Repeat the rows from the start of the records through the line containing "<point>588,276</point>", with both ends included, switching every "keypoint" to "marker" and changing nothing else, and leave the pictures out of your answer.

─── Data lines

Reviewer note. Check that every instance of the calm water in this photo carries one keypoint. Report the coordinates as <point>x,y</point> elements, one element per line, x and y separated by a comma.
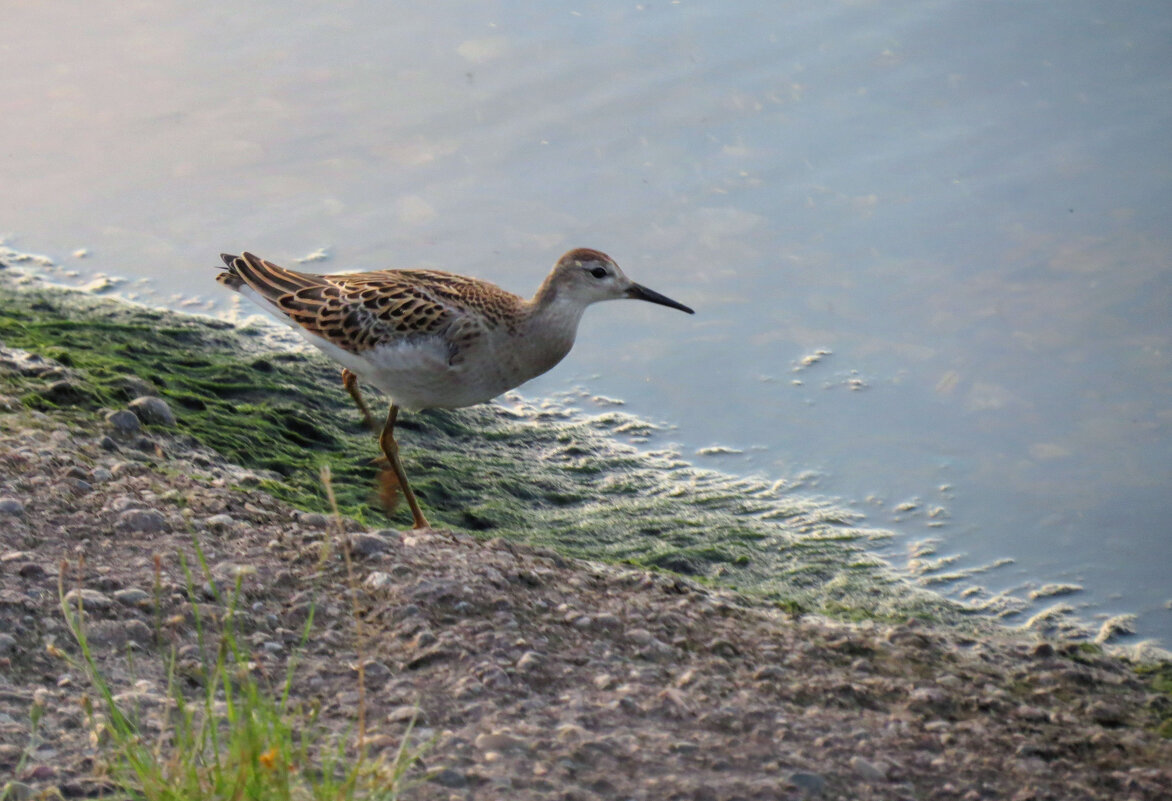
<point>966,205</point>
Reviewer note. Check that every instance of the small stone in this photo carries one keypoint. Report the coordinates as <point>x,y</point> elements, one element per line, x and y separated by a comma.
<point>606,620</point>
<point>640,636</point>
<point>152,411</point>
<point>450,778</point>
<point>147,521</point>
<point>406,714</point>
<point>867,771</point>
<point>219,522</point>
<point>370,544</point>
<point>498,741</point>
<point>810,783</point>
<point>131,596</point>
<point>124,421</point>
<point>31,570</point>
<point>117,632</point>
<point>89,598</point>
<point>377,579</point>
<point>1108,714</point>
<point>530,660</point>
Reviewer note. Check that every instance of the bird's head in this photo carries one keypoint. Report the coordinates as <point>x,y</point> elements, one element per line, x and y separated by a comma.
<point>588,276</point>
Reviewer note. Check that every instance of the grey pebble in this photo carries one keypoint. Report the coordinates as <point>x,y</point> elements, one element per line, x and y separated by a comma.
<point>530,660</point>
<point>152,409</point>
<point>377,579</point>
<point>369,544</point>
<point>219,522</point>
<point>148,521</point>
<point>131,596</point>
<point>450,778</point>
<point>811,783</point>
<point>89,598</point>
<point>867,771</point>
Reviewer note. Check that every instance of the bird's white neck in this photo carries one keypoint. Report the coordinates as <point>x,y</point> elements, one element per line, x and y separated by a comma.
<point>549,331</point>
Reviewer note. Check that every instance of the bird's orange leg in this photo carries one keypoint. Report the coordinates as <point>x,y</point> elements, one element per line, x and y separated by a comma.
<point>390,448</point>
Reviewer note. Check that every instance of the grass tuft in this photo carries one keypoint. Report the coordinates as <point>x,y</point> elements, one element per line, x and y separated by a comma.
<point>242,737</point>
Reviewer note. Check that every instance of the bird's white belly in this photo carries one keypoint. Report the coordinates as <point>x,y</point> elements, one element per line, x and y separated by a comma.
<point>418,374</point>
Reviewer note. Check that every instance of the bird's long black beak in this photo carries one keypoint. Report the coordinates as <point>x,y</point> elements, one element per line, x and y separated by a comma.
<point>640,292</point>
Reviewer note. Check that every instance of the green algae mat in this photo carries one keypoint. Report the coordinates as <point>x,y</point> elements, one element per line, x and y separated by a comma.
<point>587,484</point>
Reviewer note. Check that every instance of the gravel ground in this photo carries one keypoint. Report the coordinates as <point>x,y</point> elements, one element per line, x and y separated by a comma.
<point>531,676</point>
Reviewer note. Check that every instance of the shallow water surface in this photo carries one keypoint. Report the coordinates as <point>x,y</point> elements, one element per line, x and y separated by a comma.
<point>927,242</point>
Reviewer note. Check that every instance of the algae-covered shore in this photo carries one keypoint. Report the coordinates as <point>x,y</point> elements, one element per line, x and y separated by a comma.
<point>601,620</point>
<point>585,483</point>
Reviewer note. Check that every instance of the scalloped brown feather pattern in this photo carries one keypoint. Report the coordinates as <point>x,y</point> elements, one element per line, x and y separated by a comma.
<point>363,310</point>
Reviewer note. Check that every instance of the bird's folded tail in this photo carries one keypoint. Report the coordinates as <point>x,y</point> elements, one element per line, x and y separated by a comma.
<point>267,279</point>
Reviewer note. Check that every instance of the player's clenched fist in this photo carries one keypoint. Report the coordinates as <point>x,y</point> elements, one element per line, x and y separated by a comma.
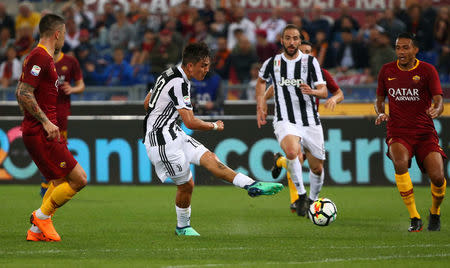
<point>220,125</point>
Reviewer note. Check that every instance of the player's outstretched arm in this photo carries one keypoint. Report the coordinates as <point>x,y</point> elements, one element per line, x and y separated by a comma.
<point>436,108</point>
<point>27,100</point>
<point>194,123</point>
<point>337,97</point>
<point>320,92</point>
<point>379,109</point>
<point>261,112</point>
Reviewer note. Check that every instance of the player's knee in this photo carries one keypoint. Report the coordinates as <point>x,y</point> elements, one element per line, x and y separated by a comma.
<point>291,154</point>
<point>210,157</point>
<point>401,165</point>
<point>437,177</point>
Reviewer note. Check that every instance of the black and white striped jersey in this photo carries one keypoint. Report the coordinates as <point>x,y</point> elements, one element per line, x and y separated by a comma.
<point>287,75</point>
<point>170,92</point>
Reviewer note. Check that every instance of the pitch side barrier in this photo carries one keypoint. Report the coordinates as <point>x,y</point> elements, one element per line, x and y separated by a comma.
<point>110,150</point>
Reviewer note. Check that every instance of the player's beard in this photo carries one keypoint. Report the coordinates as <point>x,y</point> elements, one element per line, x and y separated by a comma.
<point>286,50</point>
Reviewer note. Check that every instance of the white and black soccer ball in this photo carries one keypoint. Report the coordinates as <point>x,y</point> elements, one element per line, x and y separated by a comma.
<point>322,212</point>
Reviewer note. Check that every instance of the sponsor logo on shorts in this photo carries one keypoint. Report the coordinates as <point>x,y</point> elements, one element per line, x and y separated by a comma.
<point>35,70</point>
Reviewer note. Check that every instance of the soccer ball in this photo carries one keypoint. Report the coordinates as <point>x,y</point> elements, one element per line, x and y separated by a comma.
<point>322,212</point>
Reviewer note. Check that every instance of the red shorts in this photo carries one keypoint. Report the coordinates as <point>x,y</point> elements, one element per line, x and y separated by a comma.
<point>419,146</point>
<point>52,158</point>
<point>62,125</point>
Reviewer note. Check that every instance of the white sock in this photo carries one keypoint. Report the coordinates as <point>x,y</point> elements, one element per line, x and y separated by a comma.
<point>41,215</point>
<point>315,185</point>
<point>295,169</point>
<point>35,229</point>
<point>240,180</point>
<point>183,216</point>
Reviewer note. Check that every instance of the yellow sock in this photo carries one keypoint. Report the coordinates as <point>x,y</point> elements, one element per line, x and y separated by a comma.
<point>437,195</point>
<point>405,188</point>
<point>282,162</point>
<point>292,189</point>
<point>58,197</point>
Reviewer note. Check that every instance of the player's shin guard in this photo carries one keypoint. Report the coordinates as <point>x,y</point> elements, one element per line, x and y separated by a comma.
<point>295,169</point>
<point>49,191</point>
<point>292,189</point>
<point>183,216</point>
<point>315,185</point>
<point>405,188</point>
<point>282,162</point>
<point>59,196</point>
<point>437,194</point>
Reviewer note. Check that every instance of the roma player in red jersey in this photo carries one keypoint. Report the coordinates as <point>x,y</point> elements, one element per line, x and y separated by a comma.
<point>280,161</point>
<point>37,93</point>
<point>415,99</point>
<point>69,71</point>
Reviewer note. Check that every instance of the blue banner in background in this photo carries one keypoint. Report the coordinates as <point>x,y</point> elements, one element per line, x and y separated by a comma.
<point>111,152</point>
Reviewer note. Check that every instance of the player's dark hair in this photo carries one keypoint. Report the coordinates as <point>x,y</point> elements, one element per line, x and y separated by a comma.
<point>49,24</point>
<point>306,42</point>
<point>288,27</point>
<point>194,53</point>
<point>411,36</point>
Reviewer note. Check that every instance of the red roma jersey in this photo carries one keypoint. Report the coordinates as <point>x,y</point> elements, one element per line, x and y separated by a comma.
<point>410,94</point>
<point>39,72</point>
<point>68,70</point>
<point>331,84</point>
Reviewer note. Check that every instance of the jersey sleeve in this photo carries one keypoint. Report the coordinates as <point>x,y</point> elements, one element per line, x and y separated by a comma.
<point>77,74</point>
<point>318,73</point>
<point>264,72</point>
<point>381,86</point>
<point>180,95</point>
<point>34,69</point>
<point>433,83</point>
<point>331,84</point>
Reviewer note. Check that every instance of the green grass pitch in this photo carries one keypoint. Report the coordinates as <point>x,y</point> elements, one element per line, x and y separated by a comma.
<point>133,226</point>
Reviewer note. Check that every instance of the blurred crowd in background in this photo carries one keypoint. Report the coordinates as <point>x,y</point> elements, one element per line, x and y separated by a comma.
<point>121,43</point>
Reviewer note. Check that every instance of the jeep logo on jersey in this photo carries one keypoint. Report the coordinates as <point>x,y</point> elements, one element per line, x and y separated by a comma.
<point>404,94</point>
<point>290,82</point>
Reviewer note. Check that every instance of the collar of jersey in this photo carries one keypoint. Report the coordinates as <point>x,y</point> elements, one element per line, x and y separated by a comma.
<point>296,59</point>
<point>414,67</point>
<point>43,47</point>
<point>60,57</point>
<point>182,72</point>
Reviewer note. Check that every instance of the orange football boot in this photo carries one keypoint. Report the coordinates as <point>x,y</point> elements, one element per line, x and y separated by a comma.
<point>32,236</point>
<point>46,226</point>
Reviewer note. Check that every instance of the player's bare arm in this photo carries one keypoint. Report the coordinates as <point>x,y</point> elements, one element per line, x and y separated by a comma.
<point>77,88</point>
<point>27,100</point>
<point>194,123</point>
<point>260,102</point>
<point>437,107</point>
<point>337,97</point>
<point>268,94</point>
<point>379,109</point>
<point>320,92</point>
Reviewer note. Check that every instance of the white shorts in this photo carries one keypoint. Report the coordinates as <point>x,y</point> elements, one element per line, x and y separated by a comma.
<point>311,137</point>
<point>173,159</point>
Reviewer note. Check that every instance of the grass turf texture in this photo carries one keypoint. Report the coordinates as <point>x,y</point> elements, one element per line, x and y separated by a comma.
<point>134,226</point>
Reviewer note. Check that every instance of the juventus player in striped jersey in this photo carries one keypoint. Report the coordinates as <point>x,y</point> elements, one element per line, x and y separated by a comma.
<point>171,151</point>
<point>296,120</point>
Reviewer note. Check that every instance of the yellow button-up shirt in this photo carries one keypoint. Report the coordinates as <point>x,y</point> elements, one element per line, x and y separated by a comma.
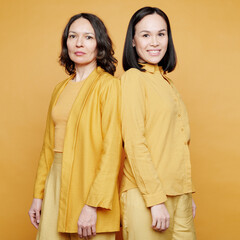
<point>156,133</point>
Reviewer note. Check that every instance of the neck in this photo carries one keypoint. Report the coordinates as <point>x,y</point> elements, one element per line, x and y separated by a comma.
<point>83,71</point>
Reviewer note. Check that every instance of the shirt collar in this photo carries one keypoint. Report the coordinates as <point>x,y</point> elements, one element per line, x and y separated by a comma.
<point>152,68</point>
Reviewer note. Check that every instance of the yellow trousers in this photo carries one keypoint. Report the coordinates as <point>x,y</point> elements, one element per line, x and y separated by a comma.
<point>137,220</point>
<point>49,215</point>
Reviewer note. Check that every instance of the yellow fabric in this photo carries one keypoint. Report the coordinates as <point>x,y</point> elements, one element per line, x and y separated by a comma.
<point>61,110</point>
<point>49,215</point>
<point>156,133</point>
<point>91,153</point>
<point>137,220</point>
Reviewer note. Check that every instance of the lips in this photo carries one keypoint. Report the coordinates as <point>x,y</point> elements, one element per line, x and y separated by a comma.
<point>154,52</point>
<point>78,53</point>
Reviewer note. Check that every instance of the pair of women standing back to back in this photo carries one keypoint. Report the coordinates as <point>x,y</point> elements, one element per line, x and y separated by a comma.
<point>76,189</point>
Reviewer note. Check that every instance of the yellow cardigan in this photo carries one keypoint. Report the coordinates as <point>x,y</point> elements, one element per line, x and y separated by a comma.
<point>91,153</point>
<point>156,133</point>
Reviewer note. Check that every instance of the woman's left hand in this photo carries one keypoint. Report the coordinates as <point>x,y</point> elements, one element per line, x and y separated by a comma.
<point>193,208</point>
<point>87,222</point>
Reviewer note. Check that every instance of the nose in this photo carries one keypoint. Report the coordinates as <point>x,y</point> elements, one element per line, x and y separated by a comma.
<point>154,41</point>
<point>79,42</point>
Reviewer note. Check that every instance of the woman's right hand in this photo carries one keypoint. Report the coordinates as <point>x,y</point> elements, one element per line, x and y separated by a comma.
<point>160,217</point>
<point>35,212</point>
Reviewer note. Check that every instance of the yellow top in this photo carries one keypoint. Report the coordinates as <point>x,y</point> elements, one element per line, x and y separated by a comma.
<point>61,110</point>
<point>91,153</point>
<point>156,133</point>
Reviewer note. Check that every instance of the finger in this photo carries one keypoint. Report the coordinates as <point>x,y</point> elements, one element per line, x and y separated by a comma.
<point>89,231</point>
<point>158,226</point>
<point>94,230</point>
<point>154,221</point>
<point>38,215</point>
<point>168,222</point>
<point>163,225</point>
<point>32,216</point>
<point>80,232</point>
<point>84,232</point>
<point>194,212</point>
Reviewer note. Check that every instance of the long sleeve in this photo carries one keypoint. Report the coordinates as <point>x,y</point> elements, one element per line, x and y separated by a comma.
<point>136,146</point>
<point>46,155</point>
<point>104,185</point>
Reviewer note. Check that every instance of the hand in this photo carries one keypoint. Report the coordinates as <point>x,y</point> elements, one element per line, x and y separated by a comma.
<point>35,212</point>
<point>160,217</point>
<point>193,208</point>
<point>87,222</point>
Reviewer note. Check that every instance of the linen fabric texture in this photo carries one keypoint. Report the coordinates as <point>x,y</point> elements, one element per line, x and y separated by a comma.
<point>49,213</point>
<point>156,134</point>
<point>91,153</point>
<point>137,219</point>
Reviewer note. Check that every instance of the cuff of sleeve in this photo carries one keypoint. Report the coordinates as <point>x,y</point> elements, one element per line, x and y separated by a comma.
<point>154,199</point>
<point>38,195</point>
<point>98,201</point>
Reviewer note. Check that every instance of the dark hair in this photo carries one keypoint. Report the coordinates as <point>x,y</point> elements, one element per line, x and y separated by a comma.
<point>130,57</point>
<point>105,58</point>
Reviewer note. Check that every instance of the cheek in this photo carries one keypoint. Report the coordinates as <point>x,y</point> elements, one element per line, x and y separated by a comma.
<point>69,45</point>
<point>140,46</point>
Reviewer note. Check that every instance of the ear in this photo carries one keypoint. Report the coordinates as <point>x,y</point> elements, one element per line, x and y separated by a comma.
<point>133,43</point>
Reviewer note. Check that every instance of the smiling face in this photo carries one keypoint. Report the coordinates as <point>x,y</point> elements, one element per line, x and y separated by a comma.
<point>151,39</point>
<point>81,43</point>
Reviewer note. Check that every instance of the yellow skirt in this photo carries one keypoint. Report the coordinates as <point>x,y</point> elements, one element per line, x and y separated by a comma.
<point>49,215</point>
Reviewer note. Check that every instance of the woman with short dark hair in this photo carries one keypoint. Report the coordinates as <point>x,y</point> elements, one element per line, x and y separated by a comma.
<point>156,191</point>
<point>76,192</point>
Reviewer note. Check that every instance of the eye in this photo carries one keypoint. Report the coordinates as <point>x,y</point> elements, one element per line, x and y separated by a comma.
<point>161,34</point>
<point>89,37</point>
<point>145,35</point>
<point>71,36</point>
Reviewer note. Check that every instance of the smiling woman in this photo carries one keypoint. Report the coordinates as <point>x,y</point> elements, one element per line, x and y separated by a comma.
<point>76,183</point>
<point>157,186</point>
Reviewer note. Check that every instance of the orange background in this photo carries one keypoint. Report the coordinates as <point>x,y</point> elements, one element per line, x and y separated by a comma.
<point>207,39</point>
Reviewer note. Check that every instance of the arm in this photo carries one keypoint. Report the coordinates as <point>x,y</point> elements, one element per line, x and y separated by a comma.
<point>35,212</point>
<point>136,146</point>
<point>46,155</point>
<point>104,185</point>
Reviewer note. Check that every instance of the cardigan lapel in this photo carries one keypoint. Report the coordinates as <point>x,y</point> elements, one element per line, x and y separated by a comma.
<point>71,134</point>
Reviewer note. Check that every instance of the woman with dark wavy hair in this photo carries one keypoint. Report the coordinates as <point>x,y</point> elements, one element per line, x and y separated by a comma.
<point>157,184</point>
<point>76,192</point>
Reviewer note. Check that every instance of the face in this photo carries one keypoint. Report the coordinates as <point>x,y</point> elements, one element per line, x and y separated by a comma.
<point>81,43</point>
<point>151,39</point>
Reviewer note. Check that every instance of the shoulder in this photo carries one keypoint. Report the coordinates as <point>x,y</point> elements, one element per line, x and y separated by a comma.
<point>132,78</point>
<point>60,84</point>
<point>132,72</point>
<point>107,81</point>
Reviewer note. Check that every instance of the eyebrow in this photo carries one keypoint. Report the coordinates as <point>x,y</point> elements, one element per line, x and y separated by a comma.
<point>84,33</point>
<point>162,30</point>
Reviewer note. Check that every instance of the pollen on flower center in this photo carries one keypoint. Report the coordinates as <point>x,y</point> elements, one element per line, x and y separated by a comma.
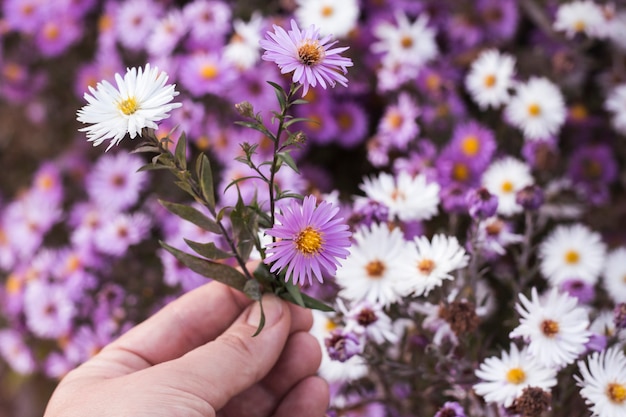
<point>549,327</point>
<point>309,241</point>
<point>470,145</point>
<point>490,80</point>
<point>572,257</point>
<point>375,269</point>
<point>327,11</point>
<point>516,376</point>
<point>310,53</point>
<point>406,42</point>
<point>426,266</point>
<point>616,392</point>
<point>534,109</point>
<point>507,187</point>
<point>128,106</point>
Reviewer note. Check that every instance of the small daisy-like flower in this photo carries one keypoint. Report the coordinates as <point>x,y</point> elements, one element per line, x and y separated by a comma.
<point>506,377</point>
<point>141,99</point>
<point>555,327</point>
<point>431,262</point>
<point>490,78</point>
<point>615,274</point>
<point>538,108</point>
<point>335,18</point>
<point>578,17</point>
<point>372,269</point>
<point>307,55</point>
<point>311,240</point>
<point>407,197</point>
<point>616,104</point>
<point>407,43</point>
<point>603,382</point>
<point>504,178</point>
<point>572,252</point>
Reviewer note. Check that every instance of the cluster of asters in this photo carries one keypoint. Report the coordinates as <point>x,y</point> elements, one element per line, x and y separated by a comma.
<point>474,266</point>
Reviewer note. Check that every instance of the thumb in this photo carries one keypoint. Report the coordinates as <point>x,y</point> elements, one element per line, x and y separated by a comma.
<point>225,367</point>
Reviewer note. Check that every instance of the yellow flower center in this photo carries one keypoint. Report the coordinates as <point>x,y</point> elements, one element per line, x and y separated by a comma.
<point>406,42</point>
<point>310,53</point>
<point>470,145</point>
<point>128,106</point>
<point>507,187</point>
<point>616,392</point>
<point>549,328</point>
<point>209,71</point>
<point>579,26</point>
<point>51,31</point>
<point>375,269</point>
<point>309,241</point>
<point>534,110</point>
<point>516,376</point>
<point>490,80</point>
<point>460,172</point>
<point>572,257</point>
<point>426,266</point>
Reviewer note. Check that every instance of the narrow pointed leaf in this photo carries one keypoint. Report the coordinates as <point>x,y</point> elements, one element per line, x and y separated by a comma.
<point>193,215</point>
<point>208,250</point>
<point>216,271</point>
<point>206,182</point>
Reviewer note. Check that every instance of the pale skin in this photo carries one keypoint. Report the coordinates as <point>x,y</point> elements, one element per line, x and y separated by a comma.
<point>197,358</point>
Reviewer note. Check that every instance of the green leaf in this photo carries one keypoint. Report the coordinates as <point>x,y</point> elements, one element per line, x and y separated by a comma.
<point>180,153</point>
<point>206,182</point>
<point>280,95</point>
<point>253,289</point>
<point>261,320</point>
<point>208,250</point>
<point>193,215</point>
<point>295,293</point>
<point>288,160</point>
<point>216,271</point>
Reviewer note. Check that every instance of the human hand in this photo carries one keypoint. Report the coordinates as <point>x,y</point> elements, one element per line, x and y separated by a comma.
<point>197,357</point>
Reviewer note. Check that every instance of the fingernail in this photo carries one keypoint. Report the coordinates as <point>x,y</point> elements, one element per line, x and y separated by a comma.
<point>272,307</point>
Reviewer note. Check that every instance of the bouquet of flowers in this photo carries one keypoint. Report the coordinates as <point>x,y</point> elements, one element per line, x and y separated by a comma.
<point>438,182</point>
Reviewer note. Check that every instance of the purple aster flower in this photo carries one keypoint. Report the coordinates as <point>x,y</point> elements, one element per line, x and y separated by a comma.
<point>451,409</point>
<point>16,352</point>
<point>578,288</point>
<point>475,142</point>
<point>206,73</point>
<point>307,55</point>
<point>481,203</point>
<point>342,345</point>
<point>114,182</point>
<point>311,240</point>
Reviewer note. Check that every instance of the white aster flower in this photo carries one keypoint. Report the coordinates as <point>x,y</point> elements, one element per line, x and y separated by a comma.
<point>243,50</point>
<point>504,178</point>
<point>614,274</point>
<point>335,371</point>
<point>371,270</point>
<point>537,108</point>
<point>554,326</point>
<point>490,78</point>
<point>603,382</point>
<point>429,263</point>
<point>579,17</point>
<point>408,198</point>
<point>141,99</point>
<point>506,377</point>
<point>616,104</point>
<point>572,251</point>
<point>410,43</point>
<point>336,18</point>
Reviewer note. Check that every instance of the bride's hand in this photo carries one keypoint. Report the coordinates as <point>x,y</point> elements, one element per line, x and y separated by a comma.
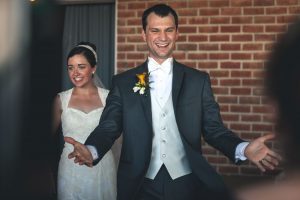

──────

= Written response =
Reviewer note. Check that every instance of the calm water in this photo carries one marker. Report the coordinates as <point>x,y</point> elements, one element per line, x and y separated by a comma.
<point>966,205</point>
Reviewer note. Check that every instance of the small stone in this photo carries one marker. Report the coordinates as <point>x,y</point> elements, one element per line, x and y separated by a comma.
<point>606,620</point>
<point>640,636</point>
<point>152,411</point>
<point>450,778</point>
<point>147,521</point>
<point>406,714</point>
<point>867,771</point>
<point>219,522</point>
<point>370,544</point>
<point>498,741</point>
<point>810,783</point>
<point>131,596</point>
<point>124,421</point>
<point>31,570</point>
<point>117,632</point>
<point>89,598</point>
<point>377,579</point>
<point>1108,714</point>
<point>530,660</point>
Reviewer note. Check that every instance of the bird's head in this photo carries one marker. Report the coordinates as <point>x,y</point> elements, one element per line, x and y separated by a comma.
<point>588,276</point>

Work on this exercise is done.